▸ **DESCRIPTION OF THE TASK**: Print out the material that follows word for word.

▸ **INFORMATION SHOWN**:
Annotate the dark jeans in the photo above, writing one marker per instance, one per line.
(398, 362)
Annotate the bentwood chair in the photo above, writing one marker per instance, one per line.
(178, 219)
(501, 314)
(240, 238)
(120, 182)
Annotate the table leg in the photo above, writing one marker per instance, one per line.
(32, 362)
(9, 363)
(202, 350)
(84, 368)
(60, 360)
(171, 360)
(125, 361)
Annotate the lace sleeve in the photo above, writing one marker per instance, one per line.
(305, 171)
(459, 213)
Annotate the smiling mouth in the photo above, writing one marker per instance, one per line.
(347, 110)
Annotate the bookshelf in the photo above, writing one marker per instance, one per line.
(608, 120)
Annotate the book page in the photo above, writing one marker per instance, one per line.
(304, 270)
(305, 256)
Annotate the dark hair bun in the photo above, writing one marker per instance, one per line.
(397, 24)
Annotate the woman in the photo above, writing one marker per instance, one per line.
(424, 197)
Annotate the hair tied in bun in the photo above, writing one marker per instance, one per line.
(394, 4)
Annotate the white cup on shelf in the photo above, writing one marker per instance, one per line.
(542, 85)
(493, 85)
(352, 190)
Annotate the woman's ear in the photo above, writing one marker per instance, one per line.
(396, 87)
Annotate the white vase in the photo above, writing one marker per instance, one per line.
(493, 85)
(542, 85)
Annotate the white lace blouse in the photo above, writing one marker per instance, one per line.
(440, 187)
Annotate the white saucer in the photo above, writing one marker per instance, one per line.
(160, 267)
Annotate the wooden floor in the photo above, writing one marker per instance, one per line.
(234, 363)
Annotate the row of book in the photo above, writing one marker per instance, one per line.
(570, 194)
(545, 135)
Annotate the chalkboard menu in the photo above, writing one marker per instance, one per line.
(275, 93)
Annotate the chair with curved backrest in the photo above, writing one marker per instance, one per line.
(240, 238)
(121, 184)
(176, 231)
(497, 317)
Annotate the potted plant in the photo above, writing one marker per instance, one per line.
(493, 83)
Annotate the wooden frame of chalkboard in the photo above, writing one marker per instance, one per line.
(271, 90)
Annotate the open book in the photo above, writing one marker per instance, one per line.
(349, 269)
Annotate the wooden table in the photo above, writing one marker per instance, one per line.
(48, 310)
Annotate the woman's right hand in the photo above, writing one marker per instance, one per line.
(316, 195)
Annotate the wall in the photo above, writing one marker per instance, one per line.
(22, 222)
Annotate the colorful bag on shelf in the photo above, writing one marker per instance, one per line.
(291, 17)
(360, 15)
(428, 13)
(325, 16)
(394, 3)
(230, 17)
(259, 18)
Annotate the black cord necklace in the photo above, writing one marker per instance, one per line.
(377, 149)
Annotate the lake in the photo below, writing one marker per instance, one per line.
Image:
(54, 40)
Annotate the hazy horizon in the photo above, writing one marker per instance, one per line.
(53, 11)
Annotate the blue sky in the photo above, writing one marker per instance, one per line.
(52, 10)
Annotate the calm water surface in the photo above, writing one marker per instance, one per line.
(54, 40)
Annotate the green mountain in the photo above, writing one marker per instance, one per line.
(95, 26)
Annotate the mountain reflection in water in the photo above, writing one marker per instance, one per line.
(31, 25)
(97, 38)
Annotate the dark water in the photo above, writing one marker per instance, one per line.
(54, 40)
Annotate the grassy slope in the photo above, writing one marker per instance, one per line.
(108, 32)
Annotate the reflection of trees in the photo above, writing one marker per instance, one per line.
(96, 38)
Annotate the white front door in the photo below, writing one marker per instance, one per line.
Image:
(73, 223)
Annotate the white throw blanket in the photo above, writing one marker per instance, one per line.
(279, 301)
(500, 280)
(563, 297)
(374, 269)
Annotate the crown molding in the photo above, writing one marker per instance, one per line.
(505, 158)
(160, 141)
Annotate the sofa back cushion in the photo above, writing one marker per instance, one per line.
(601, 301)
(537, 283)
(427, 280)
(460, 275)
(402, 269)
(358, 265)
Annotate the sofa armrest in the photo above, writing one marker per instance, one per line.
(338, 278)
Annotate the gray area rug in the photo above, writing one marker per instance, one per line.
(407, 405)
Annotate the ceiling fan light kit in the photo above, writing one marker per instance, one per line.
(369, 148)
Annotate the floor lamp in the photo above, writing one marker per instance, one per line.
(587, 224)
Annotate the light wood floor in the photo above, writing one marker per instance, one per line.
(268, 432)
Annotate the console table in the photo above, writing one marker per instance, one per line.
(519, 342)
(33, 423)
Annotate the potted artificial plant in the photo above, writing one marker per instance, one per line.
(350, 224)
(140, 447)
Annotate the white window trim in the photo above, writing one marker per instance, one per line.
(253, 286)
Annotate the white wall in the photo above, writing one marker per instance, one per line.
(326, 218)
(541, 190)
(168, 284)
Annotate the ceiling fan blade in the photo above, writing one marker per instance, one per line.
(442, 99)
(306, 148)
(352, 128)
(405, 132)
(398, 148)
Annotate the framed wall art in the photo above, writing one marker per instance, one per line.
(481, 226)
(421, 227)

▸ **SOLVED EXERCISE**:
Annotate the dark jeans in the photo above, writing one marker per instance, one per line.
(398, 362)
Annotate the bentwood chair in the photo above, writing one marker per instance, one per line.
(178, 219)
(501, 314)
(240, 238)
(120, 182)
Annotate the table leg in the photo above, writing one marker per instance, one per line.
(32, 362)
(9, 363)
(202, 350)
(84, 368)
(60, 360)
(171, 360)
(125, 361)
Annotate the lace sleeve in the photo above, writing one marker per instance, one per line.
(305, 171)
(459, 213)
Annotate the smiling mouth in the photo above, writing one marker per instance, one per line.
(347, 110)
Annotate the bookshelf in the photo above, writing one marker per instance, one per line.
(608, 120)
Annotate the book page in the photo above, writing one marker per instance, one per line.
(304, 270)
(305, 256)
Annotate the dark hair bun in the photo above, writing one marker per instance, one per line.
(397, 24)
Annotate the woman in the photo above, writing one marker per instance, one per line.
(424, 197)
Annotate the hair tied in bun in the photo above, writing one marker per instance, one per line.
(394, 4)
Annotate the white cup on shelf in the photo above, writing one marker per instance, one per line.
(542, 85)
(493, 85)
(352, 190)
Annotate the woman's ear in the photo above, writing one marker per instance, one per line.
(396, 87)
Annotate the white vase in the photo above, writing one marker per instance, one per line.
(493, 85)
(542, 85)
Annotate the white lace blouse in the photo above, writing one marker per instance, one per line.
(440, 187)
Annotate the white saucer in the photo above, writing one marker per instance, one per line.
(160, 267)
Annotate the wooden floor in the photo above, writing one marker per instance, one per line.
(234, 363)
Annotate the row of book in the photo above, writing one marker per instance, one per line.
(570, 194)
(545, 135)
Annotate the chalkboard menu in the photo above, writing one marker per instance, one per line.
(275, 93)
Annotate the chair with curved backrest in the photo above, writing one marker per instance, one per line.
(240, 238)
(121, 184)
(176, 231)
(497, 317)
Annotate the potted plant in the photo above, writing one marker per instance, one per line.
(493, 83)
Annotate the wooden frame of chalkboard in the photo above, writing one marker per instance, one per line.
(271, 90)
Annotate the open book in the photo above, writing one marker per instance, one per line.
(349, 269)
Annotate the wooden table in the photo above, writing one marker per instance, one per line.
(48, 310)
Annotate the woman's right hand in the photo above, writing one marker per instance, one per line.
(316, 195)
Annotate the wall in the photo above, writing one marker per instance, one per line.
(22, 222)
Annotate the colorful bag on shelf in the photo above, writing one marker per instance, one per line.
(291, 17)
(360, 15)
(428, 13)
(325, 16)
(394, 3)
(230, 17)
(259, 18)
Annotate the black cord necklace in the photo above, writing one marker per instance, one per line.
(377, 149)
Annotate the lake in the photo below, writing one marker per instance, one per line.
Image:
(54, 40)
Annotate the hazy horizon in the photo above, writing one marker per instance, one per line.
(53, 11)
Annotate the blue sky in the photo above, writing one marker per instance, one per line.
(52, 10)
Annotate the calm water surface in the photo above, writing one marker per instance, one per line.
(54, 40)
Annotate the green mountain in the photo above, writing one marker per instance, one per line.
(95, 26)
Annotate the mountain reflection in water in the photo above, writing one marker per instance, one per line.
(31, 25)
(97, 38)
Annotate the dark water in the photo above, writing one marker per instance, one per line.
(54, 40)
Annotate the grassy slope in the photo above, writing one marker per instance, one per line.
(108, 32)
Annotate the reflection of trees in the photo above, writing one marker per instance, one per line.
(96, 38)
Annotate the white front door in the photo below, writing one marker per instance, one per line.
Image:
(73, 223)
Annotate the white throw blanket in the photo above, writing one marker per instance, one per line.
(279, 301)
(500, 280)
(563, 297)
(374, 269)
Annotate the crown molding in the photo above, writing one marker per instance, one per line.
(505, 158)
(160, 141)
Annotate the sofa back cushion in the photo above, writing one marker per instance, one per line.
(601, 301)
(537, 283)
(427, 280)
(460, 275)
(402, 269)
(358, 265)
Annotate the sofa armrest in the photo above, writing one marker per instance, one per line.
(338, 278)
Annotate the gray area rug in the photo above, writing one marker per instance, one per line.
(407, 405)
Annotate the ceiling fan light kit in the photo above, writing one marker per instance, one per line.
(369, 148)
Annotate the floor lamp in the photo above, writing one marker per instance, one per line.
(587, 224)
Annotate the light wood floor in the photo above, writing one marker per instance, one per line.
(268, 432)
Annotate the console table in the photo above, writing one marker per instance, one per line.
(519, 342)
(33, 423)
Annotate the potted artificial plant in the photo above, writing one marker per instance, one per line.
(350, 224)
(140, 447)
Annotate the white window trim in the photo above, writing one marker per instance, one per line.
(253, 286)
Annotate the white wall in the photo above, writing one marker per instance, one per line.
(326, 218)
(541, 190)
(168, 284)
Annotate the ceiling fan blade in the photo above, writing one marker per instance, one per line.
(442, 99)
(306, 148)
(352, 128)
(405, 132)
(398, 148)
Annotate the framed wall art in the photo above, writing one marker per instance, one per line.
(481, 226)
(421, 227)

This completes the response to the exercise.